[Dataset entries]
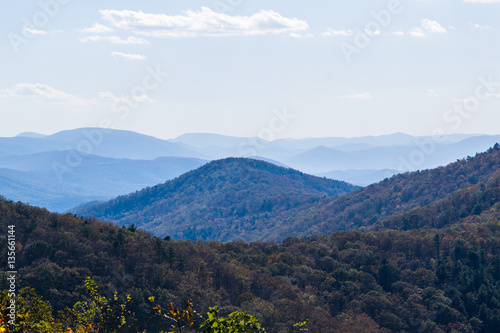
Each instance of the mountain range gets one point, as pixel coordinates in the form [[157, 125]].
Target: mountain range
[[250, 200], [425, 256], [73, 167]]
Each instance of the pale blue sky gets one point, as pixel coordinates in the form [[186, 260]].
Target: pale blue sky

* WHAT IS EXPECTED *
Reproduce every line of the listing above exactly, leaving out the pictures.

* ANSWER IN FULL *
Each instance of the mountain range gets one point, as pixel coordinates in the form [[157, 125]].
Target: mountain range
[[250, 200], [425, 256], [73, 167]]
Each instance of the pale blue sky gets one point, as pixel coordinates in the form [[186, 260]].
Target: pale blue sky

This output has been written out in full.